**STATED GOAL**
Put every entry below into a JSON list of strings, one string per line, with blank lines skipped and the pictures left out.

**INFORMATION SUPPLIED**
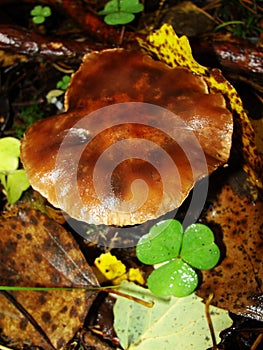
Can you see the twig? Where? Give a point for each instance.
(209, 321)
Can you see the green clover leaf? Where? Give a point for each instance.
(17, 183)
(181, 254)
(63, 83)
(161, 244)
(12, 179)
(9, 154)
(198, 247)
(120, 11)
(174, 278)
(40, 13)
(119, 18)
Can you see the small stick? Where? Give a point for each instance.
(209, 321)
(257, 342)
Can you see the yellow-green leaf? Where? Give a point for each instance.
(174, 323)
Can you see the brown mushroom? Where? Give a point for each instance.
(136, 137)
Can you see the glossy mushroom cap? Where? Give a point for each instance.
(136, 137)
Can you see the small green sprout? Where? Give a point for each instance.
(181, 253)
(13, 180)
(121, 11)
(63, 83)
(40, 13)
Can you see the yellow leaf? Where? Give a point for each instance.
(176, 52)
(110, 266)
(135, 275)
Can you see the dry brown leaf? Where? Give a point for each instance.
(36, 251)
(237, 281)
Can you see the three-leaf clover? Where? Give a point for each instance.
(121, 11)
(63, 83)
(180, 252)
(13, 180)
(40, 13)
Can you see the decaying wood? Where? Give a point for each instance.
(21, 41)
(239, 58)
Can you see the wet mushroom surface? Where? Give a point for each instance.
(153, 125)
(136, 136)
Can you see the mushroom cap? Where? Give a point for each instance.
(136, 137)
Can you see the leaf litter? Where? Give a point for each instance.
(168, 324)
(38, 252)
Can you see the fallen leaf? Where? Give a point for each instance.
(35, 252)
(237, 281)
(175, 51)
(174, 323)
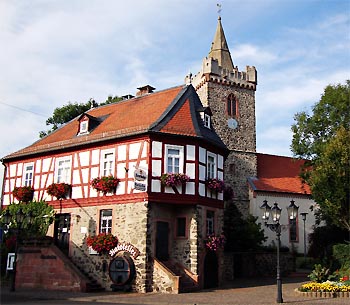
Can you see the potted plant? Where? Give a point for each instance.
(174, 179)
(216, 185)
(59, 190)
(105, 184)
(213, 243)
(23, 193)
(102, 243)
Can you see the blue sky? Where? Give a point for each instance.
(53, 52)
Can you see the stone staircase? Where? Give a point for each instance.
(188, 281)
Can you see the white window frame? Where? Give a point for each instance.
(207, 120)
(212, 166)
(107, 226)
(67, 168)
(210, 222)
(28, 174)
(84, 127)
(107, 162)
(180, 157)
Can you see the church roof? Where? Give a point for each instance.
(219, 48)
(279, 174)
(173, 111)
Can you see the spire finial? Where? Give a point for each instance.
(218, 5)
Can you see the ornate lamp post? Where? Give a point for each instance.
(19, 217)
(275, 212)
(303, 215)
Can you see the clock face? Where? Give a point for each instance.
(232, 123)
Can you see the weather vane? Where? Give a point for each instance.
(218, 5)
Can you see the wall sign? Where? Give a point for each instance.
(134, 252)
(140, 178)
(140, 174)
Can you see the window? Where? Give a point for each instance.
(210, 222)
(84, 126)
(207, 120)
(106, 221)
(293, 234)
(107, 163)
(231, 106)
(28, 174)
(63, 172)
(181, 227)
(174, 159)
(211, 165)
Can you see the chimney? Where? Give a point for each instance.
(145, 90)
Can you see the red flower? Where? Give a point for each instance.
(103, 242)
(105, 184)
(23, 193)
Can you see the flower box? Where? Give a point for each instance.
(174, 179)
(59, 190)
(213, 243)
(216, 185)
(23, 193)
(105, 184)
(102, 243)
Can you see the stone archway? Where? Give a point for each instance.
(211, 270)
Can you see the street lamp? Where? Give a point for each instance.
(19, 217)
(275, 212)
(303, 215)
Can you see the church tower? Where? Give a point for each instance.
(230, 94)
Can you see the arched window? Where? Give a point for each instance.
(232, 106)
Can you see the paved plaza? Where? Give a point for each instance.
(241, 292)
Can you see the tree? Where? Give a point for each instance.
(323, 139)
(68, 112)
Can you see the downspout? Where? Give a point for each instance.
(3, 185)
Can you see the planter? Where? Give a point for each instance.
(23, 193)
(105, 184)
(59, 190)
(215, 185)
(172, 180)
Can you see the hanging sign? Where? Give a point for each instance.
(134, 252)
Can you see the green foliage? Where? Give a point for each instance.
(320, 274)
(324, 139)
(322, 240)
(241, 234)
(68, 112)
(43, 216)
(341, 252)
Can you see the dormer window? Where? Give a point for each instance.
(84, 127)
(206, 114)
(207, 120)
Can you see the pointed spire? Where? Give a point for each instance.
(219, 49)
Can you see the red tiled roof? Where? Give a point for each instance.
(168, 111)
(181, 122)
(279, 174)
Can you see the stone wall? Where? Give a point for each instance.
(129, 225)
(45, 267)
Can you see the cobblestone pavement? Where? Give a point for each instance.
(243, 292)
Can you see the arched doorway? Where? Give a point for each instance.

**ANSWER IN FULL**
[
  "Can you see the twig? Where? Give a point for each instance.",
  "(209, 321)",
  "Can you see the green clover leaf? Where? Give a point for each instance.",
  "(17, 183)",
  "(181, 254)",
  "(63, 83)",
  "(161, 244)",
  "(12, 179)",
  "(9, 154)",
  "(198, 247)",
  "(120, 11)",
  "(174, 278)",
  "(40, 13)",
  "(119, 18)",
  "Can you see the small stick? Where? Give a point for each instance.",
  "(209, 321)",
  "(257, 342)",
  "Can you see the yellow-green leaf? Where? Give a point for each instance.",
  "(174, 323)",
  "Can you see the brown mushroom? Where? Give a point for each instance.",
  "(136, 137)",
  "Can you see the glossy mushroom cap? Where? Give a point for each instance.",
  "(136, 137)",
  "Can you see the small green sprout? Where? Give a point for each instance.",
  "(181, 253)",
  "(13, 180)",
  "(121, 11)",
  "(63, 83)",
  "(40, 13)",
  "Can you see the yellow leaf? Where? Give a point for each instance.",
  "(176, 52)",
  "(110, 266)",
  "(135, 275)",
  "Can you see the dry brown leaf? Where? Give a point for each instance.",
  "(36, 251)",
  "(237, 281)",
  "Can you see the three-leaf clover? Where? Give a point for each instance.",
  "(121, 11)",
  "(63, 83)",
  "(180, 252)",
  "(13, 180)",
  "(40, 13)",
  "Can you see the decaying wood? Where? Give a point for each instance.",
  "(21, 41)",
  "(239, 58)",
  "Can you see the wet mushroom surface? Where? Give a point for each instance.",
  "(153, 125)",
  "(136, 136)",
  "Can you see the mushroom cap? Where? Give a point for each instance.",
  "(136, 137)",
  "Can you see the leaf litter? Where? Give a point for each instance.",
  "(168, 324)",
  "(38, 252)",
  "Can you see the fallen leaf? Where? Give a point for each instance.",
  "(35, 252)",
  "(237, 281)",
  "(175, 51)",
  "(174, 323)",
  "Can you see the potted plant? Where? Give a point for each instance.",
  "(174, 179)",
  "(216, 185)",
  "(59, 190)",
  "(105, 184)",
  "(213, 243)",
  "(23, 193)",
  "(102, 243)",
  "Can you see the blue sky? Where? Give a point for each instance.",
  "(53, 52)",
  "Can you see the stone staircase? Where? Give a point for each instance.",
  "(188, 281)",
  "Can you see the white window frame? Where? Give a point for each instance.",
  "(207, 120)",
  "(212, 166)",
  "(107, 226)",
  "(67, 168)",
  "(210, 222)",
  "(28, 174)",
  "(84, 127)",
  "(107, 162)",
  "(180, 157)",
  "Can you see the church roof? Where? Give a point for each instance.",
  "(219, 48)",
  "(279, 174)",
  "(173, 111)",
  "Can you see the spire finial? Where? Give a point for each instance.",
  "(218, 5)",
  "Can you see the ornate lamp post? Where? Give a point for each instance.",
  "(19, 217)",
  "(275, 212)",
  "(303, 215)",
  "Can you see the clock face? Where? Give a point for each instance.",
  "(232, 123)",
  "Can you see the weather vane? Where? Give a point for each instance.",
  "(218, 5)",
  "Can you see the wall sign? Where? Give a point for each instance.",
  "(134, 252)",
  "(140, 178)",
  "(140, 174)",
  "Can you see the window? Where? Give a point for each instance.",
  "(210, 222)",
  "(84, 126)",
  "(207, 120)",
  "(106, 221)",
  "(293, 234)",
  "(107, 163)",
  "(231, 106)",
  "(28, 174)",
  "(63, 172)",
  "(181, 227)",
  "(174, 159)",
  "(211, 165)",
  "Can you see the chimney? Where? Give a point for each instance.",
  "(145, 90)",
  "Can you see the red flower? Where? Give a point for each instance.",
  "(103, 242)",
  "(105, 184)",
  "(23, 193)",
  "Can you see the flower box? Where? Give a point for each instance.",
  "(174, 179)",
  "(59, 190)",
  "(213, 243)",
  "(216, 185)",
  "(23, 193)",
  "(105, 184)",
  "(102, 243)",
  "Can you see the stone archway? Where? Give a point for each instance.",
  "(211, 270)",
  "Can you see the street lamp? Where? Give a point for each instance.",
  "(19, 217)",
  "(275, 212)",
  "(303, 215)",
  "Can you see the church tower? Where? Give a point for each instance.",
  "(230, 94)",
  "Can you see the arched window? Where? Give a point for each instance.",
  "(232, 106)",
  "Can you see the paved plaza? Where? Give a point for each instance.",
  "(241, 292)",
  "Can you see the tree? Where? Give a point for each instance.",
  "(323, 139)",
  "(68, 112)",
  "Can you see the downspout? Where? Give a point for each instance.",
  "(3, 185)",
  "Can you see the planter? Where? Give a point for each instance.",
  "(23, 193)",
  "(105, 184)",
  "(59, 190)",
  "(215, 185)",
  "(172, 180)",
  "Can you see the hanging sign? Where? Give a point for each instance.",
  "(134, 252)",
  "Can you see the green foliage? Where? Give a point for each instance.",
  "(320, 274)",
  "(324, 139)",
  "(322, 240)",
  "(241, 234)",
  "(68, 112)",
  "(43, 216)",
  "(341, 252)",
  "Can you see the dormer window? Where? Give a point for each instance.",
  "(84, 127)",
  "(206, 114)",
  "(207, 120)",
  "Can you see the pointed spire? Where? Give a point for each instance.",
  "(219, 49)",
  "Can you see the red tiled roof? Where? Give a point for each instance.",
  "(168, 111)",
  "(181, 122)",
  "(279, 174)",
  "Can you see the stone wall? Where? Give a point for each instance.",
  "(129, 225)",
  "(45, 267)",
  "Can you see the cobblestone pavement? Where? Give a point for each instance.",
  "(243, 292)",
  "Can you see the arched doorway? Where? Give a point for each instance."
]